# EXERCISE DETAILS
At the line that includes "Find the beige", begin writing out the entries below exactly, and continue through the last line without adding anything.

# DATA TO PROCESS
********

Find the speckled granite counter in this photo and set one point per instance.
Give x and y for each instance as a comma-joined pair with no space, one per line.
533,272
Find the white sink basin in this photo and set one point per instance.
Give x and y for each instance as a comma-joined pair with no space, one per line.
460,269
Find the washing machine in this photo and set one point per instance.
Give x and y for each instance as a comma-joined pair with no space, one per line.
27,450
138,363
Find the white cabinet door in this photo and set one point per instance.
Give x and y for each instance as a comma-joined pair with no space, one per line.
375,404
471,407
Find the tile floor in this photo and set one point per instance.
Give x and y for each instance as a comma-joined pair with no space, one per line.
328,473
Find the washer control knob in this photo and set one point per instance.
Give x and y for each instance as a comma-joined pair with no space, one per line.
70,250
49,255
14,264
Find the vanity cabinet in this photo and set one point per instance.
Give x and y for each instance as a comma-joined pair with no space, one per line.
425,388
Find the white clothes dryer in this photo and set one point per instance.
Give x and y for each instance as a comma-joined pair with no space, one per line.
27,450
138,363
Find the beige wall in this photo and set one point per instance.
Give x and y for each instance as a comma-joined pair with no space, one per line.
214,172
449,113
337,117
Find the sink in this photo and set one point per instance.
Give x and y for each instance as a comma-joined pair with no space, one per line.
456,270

********

# REPLY
Find the beige wall in this photo and set one point per instance.
Give x and y for each instance as a comma-joined pair with no space, one per line.
214,172
449,113
337,117
Find the sink in this photo and set one point per instance.
Give x and y for each instance as a comma-joined pair with no space, one per line.
456,270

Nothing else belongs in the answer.